§ Try it
Search the entries below for "white" and copy each matching line.

§ Records shown
-=-=-
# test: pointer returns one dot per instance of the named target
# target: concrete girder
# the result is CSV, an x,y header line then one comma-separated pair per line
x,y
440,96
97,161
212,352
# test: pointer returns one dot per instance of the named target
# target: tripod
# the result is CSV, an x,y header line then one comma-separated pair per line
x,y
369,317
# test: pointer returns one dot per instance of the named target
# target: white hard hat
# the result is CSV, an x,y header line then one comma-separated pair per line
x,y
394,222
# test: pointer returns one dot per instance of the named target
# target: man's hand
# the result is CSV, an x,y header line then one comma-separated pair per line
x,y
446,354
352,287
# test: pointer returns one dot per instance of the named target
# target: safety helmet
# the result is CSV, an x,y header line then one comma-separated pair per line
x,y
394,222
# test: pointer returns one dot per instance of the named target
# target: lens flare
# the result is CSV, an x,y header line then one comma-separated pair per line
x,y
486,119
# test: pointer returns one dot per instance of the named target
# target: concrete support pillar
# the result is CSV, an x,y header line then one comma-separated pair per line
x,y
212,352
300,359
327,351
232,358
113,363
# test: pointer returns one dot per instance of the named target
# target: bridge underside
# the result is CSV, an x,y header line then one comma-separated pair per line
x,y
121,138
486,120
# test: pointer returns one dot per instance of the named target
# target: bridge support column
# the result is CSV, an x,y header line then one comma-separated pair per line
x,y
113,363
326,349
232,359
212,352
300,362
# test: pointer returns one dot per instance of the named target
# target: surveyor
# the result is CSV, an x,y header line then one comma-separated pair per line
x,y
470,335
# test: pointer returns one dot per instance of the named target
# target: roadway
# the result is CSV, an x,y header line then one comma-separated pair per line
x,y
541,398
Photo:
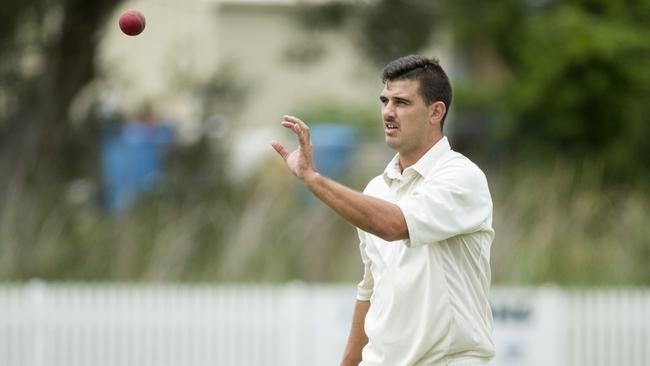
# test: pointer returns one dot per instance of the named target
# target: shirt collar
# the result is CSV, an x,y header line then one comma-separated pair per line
x,y
422,166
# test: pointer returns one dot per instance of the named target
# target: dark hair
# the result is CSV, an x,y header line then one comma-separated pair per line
x,y
434,83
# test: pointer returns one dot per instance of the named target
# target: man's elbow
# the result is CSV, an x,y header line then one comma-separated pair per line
x,y
394,232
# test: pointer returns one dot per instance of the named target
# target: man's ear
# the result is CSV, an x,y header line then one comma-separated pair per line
x,y
437,112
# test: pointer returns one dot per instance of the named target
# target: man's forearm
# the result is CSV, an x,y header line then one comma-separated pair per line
x,y
357,339
376,216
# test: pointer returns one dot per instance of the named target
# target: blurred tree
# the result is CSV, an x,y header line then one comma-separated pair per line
x,y
576,80
544,79
47,55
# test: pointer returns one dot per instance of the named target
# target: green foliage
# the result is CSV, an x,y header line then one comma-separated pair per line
x,y
367,118
394,28
557,222
576,84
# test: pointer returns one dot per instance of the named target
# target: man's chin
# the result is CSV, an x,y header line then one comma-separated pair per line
x,y
392,142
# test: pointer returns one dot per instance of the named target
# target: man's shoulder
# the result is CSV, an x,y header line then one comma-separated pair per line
x,y
454,159
375,185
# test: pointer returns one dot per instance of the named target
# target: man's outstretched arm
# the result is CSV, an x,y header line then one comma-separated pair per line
x,y
376,216
357,338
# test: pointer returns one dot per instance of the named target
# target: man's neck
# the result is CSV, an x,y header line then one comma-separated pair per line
x,y
409,158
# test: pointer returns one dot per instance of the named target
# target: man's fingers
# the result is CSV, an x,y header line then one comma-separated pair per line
x,y
280,149
299,127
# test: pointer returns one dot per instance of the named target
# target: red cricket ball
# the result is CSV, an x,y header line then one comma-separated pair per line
x,y
132,22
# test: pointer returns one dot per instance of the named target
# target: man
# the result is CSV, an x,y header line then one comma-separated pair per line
x,y
425,229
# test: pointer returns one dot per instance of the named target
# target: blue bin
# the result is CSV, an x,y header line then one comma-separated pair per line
x,y
334,147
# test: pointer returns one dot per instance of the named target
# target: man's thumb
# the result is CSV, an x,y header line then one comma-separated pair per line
x,y
280,149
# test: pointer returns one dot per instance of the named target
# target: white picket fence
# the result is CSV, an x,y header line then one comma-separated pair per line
x,y
296,324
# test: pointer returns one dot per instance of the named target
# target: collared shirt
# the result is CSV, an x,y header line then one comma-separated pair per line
x,y
429,294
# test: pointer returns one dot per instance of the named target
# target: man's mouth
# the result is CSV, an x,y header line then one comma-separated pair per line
x,y
390,126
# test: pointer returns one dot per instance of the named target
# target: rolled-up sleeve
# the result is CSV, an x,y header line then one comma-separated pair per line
x,y
455,200
365,287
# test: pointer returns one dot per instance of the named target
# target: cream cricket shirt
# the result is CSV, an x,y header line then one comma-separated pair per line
x,y
429,294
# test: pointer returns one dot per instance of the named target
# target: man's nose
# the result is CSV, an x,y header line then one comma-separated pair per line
x,y
388,112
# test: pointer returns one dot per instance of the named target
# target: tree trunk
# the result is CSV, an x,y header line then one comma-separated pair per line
x,y
37,132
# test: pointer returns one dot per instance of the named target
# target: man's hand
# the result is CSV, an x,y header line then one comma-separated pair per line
x,y
301,160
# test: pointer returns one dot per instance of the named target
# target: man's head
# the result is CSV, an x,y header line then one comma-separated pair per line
x,y
434,85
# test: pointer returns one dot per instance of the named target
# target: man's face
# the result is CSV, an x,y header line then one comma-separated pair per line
x,y
407,118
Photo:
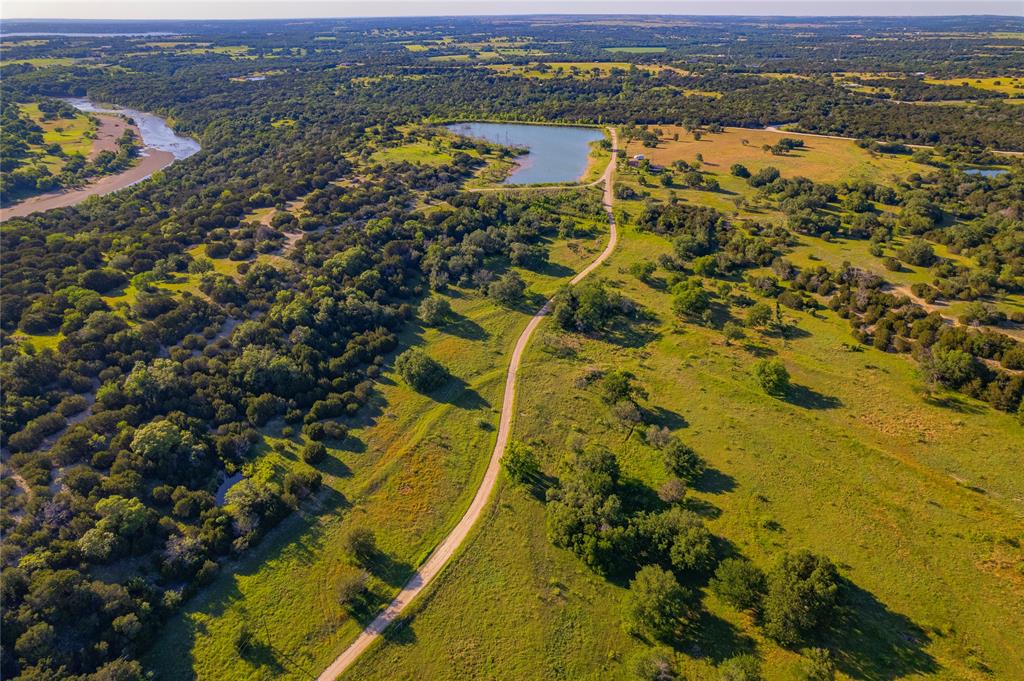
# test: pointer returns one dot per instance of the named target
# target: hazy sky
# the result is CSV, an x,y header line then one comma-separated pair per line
x,y
309,8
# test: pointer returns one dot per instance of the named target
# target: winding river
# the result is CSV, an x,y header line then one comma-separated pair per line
x,y
161,147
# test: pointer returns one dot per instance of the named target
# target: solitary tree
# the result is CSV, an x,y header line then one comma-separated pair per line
x,y
772,377
655,604
739,583
420,371
520,463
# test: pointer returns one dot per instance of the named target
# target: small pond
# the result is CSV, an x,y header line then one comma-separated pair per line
x,y
986,172
557,154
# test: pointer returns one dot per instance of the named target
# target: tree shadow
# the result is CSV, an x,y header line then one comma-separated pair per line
x,y
714,481
872,642
664,417
400,632
760,351
335,466
637,496
553,269
801,395
463,327
458,393
628,333
955,402
713,638
261,654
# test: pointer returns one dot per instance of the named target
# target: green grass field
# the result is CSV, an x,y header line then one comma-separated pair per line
x,y
74,135
408,471
912,498
1011,85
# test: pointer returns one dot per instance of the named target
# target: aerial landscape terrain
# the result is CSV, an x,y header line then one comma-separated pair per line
x,y
633,347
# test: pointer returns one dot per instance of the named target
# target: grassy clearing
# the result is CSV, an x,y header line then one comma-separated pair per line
x,y
42,61
422,152
1011,85
576,69
637,49
821,159
855,464
73,135
409,470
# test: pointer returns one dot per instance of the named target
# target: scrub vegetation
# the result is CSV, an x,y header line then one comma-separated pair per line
x,y
777,433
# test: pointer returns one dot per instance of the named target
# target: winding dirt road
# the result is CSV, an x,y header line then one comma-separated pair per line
x,y
442,554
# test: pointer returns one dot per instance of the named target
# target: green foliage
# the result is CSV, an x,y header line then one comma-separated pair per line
x,y
313,453
520,463
740,668
434,310
360,544
682,461
772,377
739,583
803,593
420,371
508,289
690,299
655,605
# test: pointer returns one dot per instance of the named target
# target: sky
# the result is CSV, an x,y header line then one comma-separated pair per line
x,y
156,9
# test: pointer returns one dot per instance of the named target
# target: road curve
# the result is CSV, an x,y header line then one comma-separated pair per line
x,y
442,554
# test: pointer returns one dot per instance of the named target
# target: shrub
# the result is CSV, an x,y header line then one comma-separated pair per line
x,y
655,604
520,463
360,544
772,377
740,668
313,453
739,170
420,371
803,591
918,252
682,461
739,583
434,310
508,289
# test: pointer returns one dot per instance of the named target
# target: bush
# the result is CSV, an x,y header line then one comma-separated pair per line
x,y
803,591
420,371
740,668
682,461
739,583
313,453
360,544
520,463
653,666
918,252
655,604
434,310
772,377
508,289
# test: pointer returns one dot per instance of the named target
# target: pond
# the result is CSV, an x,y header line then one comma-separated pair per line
x,y
986,172
557,154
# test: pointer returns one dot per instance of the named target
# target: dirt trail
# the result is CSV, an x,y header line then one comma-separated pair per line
x,y
442,554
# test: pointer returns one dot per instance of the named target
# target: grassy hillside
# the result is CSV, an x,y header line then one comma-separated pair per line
x,y
408,471
910,496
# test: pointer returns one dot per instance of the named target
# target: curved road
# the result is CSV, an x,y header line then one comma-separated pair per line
x,y
442,554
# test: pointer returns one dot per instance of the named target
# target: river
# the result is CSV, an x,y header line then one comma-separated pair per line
x,y
557,153
161,147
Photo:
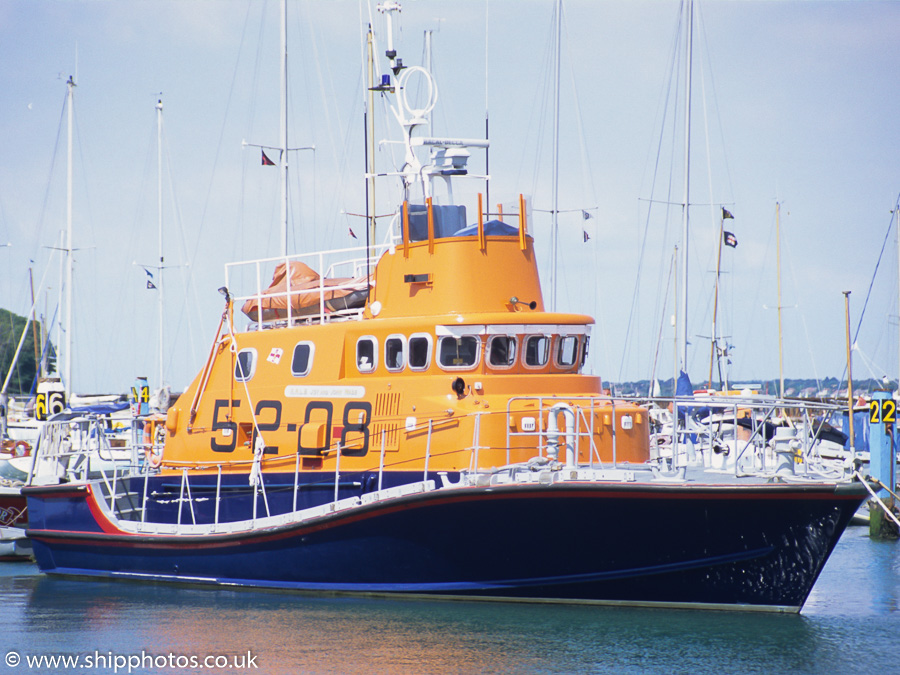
-=-=-
§ Written response
# target: white hard hat
# target: white picket fence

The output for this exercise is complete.